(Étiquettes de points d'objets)
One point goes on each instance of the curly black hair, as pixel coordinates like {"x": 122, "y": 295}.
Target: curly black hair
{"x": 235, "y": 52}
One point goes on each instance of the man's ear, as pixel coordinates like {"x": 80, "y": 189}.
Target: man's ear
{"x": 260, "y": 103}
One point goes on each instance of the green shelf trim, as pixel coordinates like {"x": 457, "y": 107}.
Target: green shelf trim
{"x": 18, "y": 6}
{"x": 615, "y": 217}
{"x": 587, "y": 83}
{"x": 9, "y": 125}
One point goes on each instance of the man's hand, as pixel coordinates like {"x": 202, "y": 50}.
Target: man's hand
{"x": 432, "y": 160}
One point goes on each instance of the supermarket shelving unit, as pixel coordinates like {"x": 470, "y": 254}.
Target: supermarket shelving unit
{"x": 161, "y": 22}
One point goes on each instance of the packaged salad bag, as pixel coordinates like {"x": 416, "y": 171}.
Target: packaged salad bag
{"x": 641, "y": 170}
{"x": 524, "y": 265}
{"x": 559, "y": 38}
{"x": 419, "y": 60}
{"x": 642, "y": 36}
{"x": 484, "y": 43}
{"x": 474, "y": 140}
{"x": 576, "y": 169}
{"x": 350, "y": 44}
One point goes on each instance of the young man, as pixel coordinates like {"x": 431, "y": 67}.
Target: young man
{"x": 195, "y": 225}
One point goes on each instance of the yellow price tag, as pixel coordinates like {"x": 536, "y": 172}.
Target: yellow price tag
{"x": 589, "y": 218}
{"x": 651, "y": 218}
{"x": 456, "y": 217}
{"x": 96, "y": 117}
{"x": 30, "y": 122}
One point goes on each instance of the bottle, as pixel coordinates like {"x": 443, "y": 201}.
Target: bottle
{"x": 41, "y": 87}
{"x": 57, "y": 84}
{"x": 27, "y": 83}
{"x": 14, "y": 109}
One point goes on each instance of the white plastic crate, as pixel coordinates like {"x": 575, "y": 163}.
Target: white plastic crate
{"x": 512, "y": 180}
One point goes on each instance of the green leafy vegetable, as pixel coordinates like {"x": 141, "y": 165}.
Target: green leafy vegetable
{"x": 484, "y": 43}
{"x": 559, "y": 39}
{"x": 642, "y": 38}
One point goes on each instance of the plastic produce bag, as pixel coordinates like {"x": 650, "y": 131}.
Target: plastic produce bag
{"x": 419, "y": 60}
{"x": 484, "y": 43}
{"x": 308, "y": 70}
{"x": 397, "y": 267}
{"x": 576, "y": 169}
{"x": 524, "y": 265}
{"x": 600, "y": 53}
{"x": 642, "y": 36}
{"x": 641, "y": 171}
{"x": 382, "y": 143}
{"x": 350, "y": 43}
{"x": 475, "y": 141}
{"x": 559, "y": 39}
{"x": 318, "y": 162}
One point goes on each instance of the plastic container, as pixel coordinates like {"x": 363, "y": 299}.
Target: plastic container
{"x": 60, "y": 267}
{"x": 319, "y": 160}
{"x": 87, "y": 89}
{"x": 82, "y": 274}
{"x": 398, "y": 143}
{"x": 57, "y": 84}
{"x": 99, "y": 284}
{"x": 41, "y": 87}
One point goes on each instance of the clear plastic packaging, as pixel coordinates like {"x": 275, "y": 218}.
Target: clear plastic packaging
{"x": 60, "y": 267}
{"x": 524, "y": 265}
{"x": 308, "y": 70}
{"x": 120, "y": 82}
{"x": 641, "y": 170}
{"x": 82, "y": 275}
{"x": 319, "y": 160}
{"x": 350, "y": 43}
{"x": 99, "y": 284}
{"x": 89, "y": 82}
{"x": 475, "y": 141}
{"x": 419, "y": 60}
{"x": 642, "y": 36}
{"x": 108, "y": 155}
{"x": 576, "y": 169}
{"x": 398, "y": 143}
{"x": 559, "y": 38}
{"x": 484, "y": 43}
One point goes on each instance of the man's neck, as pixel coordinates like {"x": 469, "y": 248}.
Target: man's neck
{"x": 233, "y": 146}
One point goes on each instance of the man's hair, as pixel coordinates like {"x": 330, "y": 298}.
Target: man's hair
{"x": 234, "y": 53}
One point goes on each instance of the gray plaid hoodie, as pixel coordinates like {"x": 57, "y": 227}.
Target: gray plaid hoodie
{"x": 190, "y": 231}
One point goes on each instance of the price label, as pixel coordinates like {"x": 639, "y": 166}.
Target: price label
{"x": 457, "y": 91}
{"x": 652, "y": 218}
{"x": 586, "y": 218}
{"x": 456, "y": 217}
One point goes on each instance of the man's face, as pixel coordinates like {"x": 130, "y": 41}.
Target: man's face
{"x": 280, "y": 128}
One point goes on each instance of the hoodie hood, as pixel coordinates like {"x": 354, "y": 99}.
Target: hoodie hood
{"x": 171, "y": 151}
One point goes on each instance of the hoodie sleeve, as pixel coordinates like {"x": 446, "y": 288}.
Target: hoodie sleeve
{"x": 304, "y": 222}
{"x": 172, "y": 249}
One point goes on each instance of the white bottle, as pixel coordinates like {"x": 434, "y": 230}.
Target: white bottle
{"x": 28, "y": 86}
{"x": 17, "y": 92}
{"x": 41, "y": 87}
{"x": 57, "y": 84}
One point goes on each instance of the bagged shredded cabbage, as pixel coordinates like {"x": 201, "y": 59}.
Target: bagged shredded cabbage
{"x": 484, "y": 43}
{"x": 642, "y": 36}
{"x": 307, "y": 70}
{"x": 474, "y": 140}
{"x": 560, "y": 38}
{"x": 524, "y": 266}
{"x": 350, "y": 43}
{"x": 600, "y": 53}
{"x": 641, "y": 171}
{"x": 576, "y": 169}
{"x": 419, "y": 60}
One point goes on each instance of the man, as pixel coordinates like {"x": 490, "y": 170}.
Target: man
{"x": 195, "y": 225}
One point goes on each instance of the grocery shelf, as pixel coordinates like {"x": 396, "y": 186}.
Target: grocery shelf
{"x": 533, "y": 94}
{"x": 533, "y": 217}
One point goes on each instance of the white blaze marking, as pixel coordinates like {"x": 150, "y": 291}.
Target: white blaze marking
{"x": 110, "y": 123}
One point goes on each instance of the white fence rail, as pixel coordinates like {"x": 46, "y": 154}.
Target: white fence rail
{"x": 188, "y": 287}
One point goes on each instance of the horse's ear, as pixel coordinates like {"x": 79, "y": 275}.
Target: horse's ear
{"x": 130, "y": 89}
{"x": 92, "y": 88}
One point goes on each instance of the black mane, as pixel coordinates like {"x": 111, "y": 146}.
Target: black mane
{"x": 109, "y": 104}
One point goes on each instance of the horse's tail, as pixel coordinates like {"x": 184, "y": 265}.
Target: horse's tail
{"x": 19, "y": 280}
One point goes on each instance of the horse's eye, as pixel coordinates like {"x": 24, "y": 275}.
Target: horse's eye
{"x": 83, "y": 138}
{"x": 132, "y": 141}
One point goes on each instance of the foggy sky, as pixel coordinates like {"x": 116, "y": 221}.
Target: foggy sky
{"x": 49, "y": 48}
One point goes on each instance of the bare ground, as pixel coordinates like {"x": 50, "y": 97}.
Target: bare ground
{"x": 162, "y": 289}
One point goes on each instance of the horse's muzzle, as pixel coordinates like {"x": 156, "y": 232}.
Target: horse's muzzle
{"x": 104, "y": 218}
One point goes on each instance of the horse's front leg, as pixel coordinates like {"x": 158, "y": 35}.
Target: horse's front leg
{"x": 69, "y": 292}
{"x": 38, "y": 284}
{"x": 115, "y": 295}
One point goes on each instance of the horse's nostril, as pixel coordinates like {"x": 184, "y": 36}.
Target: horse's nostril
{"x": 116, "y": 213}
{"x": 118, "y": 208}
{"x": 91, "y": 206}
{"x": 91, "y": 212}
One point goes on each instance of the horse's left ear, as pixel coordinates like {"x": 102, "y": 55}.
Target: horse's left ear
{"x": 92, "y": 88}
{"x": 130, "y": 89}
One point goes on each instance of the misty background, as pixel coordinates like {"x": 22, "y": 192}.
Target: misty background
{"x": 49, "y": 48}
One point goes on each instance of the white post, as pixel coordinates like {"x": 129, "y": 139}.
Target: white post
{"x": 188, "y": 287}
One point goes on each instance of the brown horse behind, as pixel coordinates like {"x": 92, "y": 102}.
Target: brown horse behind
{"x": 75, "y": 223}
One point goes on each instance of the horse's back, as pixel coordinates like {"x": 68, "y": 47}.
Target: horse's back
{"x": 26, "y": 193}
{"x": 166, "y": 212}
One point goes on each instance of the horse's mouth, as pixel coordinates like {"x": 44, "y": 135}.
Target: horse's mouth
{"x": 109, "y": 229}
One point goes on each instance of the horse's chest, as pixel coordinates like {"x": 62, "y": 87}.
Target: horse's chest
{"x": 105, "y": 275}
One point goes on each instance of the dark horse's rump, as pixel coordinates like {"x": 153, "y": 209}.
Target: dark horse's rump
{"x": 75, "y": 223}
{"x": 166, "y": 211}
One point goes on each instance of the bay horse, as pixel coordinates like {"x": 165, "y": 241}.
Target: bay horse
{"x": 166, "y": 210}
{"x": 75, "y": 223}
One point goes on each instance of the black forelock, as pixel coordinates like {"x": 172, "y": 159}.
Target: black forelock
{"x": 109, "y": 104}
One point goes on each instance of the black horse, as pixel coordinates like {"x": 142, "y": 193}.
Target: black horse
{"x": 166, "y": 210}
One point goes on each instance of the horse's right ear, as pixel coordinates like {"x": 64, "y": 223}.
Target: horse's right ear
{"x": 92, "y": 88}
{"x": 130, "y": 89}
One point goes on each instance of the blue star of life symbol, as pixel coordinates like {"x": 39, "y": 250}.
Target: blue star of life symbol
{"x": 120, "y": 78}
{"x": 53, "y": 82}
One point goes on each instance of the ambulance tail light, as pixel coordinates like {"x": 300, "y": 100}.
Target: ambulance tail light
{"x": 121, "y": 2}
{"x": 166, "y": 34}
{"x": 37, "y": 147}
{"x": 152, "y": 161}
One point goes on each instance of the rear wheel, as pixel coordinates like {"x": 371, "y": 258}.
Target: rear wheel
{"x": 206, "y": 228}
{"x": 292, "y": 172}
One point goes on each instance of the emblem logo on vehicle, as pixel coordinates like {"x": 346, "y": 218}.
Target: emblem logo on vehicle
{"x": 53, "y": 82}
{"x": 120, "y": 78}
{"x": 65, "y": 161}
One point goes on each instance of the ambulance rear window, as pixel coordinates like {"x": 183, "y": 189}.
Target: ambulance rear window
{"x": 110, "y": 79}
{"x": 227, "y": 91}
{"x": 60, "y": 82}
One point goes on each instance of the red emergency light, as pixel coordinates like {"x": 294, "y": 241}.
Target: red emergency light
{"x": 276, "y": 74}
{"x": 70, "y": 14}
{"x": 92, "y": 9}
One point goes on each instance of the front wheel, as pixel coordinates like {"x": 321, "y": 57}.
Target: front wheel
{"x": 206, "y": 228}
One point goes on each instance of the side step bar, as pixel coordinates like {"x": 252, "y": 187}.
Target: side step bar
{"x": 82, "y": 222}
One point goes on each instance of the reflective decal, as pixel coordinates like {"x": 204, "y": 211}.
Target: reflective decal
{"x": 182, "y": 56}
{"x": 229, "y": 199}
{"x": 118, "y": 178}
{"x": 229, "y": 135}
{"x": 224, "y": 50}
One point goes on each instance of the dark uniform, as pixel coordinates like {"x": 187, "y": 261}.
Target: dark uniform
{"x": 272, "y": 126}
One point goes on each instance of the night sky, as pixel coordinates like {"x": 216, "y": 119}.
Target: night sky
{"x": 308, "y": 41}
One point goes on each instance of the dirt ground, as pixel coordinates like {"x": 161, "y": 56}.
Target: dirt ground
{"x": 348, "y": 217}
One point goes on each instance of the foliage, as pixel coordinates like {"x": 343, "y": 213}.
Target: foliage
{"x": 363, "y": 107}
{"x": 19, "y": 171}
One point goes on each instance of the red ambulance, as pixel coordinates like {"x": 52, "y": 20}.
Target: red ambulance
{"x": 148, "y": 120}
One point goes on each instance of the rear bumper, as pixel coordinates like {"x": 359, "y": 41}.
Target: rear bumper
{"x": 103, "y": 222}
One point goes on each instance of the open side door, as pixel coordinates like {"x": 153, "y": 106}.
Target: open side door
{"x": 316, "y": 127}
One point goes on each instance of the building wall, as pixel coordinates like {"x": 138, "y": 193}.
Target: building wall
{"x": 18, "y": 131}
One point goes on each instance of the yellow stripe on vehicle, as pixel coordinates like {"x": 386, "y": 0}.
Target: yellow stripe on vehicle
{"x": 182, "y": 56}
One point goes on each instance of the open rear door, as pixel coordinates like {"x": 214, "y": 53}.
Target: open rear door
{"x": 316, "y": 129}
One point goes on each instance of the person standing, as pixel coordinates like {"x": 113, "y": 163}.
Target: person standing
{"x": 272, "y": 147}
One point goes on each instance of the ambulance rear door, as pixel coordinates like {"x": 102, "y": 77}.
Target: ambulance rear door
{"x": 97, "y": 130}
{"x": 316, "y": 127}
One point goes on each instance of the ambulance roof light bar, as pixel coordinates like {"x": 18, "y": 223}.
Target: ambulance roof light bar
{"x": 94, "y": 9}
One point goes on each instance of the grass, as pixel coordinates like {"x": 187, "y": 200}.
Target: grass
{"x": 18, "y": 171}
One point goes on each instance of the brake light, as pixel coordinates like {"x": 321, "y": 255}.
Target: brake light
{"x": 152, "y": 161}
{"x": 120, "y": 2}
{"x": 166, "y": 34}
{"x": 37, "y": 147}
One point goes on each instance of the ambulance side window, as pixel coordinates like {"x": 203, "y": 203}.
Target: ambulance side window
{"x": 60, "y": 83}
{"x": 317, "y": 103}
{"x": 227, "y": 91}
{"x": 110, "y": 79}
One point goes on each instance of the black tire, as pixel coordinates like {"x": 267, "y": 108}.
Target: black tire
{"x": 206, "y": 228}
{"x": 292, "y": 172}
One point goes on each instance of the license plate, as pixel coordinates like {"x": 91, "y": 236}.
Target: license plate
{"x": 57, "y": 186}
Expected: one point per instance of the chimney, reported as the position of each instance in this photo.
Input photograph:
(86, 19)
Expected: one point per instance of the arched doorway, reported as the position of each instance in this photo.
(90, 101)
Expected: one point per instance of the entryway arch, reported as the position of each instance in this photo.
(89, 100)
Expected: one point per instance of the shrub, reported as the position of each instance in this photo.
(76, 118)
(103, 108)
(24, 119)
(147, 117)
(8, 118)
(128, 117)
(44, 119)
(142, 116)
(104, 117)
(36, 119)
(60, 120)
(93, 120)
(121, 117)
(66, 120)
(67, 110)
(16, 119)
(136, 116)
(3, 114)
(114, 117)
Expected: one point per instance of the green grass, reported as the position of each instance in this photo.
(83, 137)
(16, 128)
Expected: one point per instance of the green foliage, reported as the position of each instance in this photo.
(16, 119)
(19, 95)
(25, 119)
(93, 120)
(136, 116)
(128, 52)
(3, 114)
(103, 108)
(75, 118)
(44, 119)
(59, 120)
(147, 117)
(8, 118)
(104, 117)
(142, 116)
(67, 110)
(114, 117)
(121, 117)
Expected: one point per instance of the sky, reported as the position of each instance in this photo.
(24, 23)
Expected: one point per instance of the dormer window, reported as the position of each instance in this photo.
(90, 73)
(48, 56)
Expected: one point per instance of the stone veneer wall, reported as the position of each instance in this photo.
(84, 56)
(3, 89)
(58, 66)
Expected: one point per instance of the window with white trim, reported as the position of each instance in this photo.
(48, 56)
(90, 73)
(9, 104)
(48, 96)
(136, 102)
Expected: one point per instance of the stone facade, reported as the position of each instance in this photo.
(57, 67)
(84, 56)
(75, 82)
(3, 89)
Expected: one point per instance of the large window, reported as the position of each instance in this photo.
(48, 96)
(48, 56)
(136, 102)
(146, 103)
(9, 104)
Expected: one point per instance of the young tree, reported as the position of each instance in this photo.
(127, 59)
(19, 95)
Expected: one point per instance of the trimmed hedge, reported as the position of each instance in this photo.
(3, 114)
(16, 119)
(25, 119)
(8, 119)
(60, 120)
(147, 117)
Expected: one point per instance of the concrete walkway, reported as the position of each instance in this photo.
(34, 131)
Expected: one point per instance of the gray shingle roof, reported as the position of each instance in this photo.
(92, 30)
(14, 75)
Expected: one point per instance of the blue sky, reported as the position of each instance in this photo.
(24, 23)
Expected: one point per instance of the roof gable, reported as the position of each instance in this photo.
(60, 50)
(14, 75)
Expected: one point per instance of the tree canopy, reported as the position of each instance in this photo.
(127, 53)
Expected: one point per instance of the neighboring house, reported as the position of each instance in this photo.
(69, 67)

• **CONSIGNE**
Remplace "reported" par "given" dans les lignes qui commencent à celle contenant "Expected: one point per instance of the gray" et vont jusqu'à la fin, puis recopie ces lignes sans rien changer d'autre.

• **RÉPONSE ATTENDUE**
Expected: one point per instance of the gray shingle roof, given as the position of each instance in this photo.
(92, 30)
(14, 75)
Expected: one point per instance of the blue sky, given as the position of each instance in this photo.
(24, 23)
Expected: one point per instance of the roof gable, given as the position of each instance in this photo.
(60, 50)
(14, 75)
Expected: one point per instance of the tree canopy, given as the position of each instance in this photo.
(127, 53)
Expected: one point per instance of the neighboring house, given as the position of each instance in this photo.
(69, 67)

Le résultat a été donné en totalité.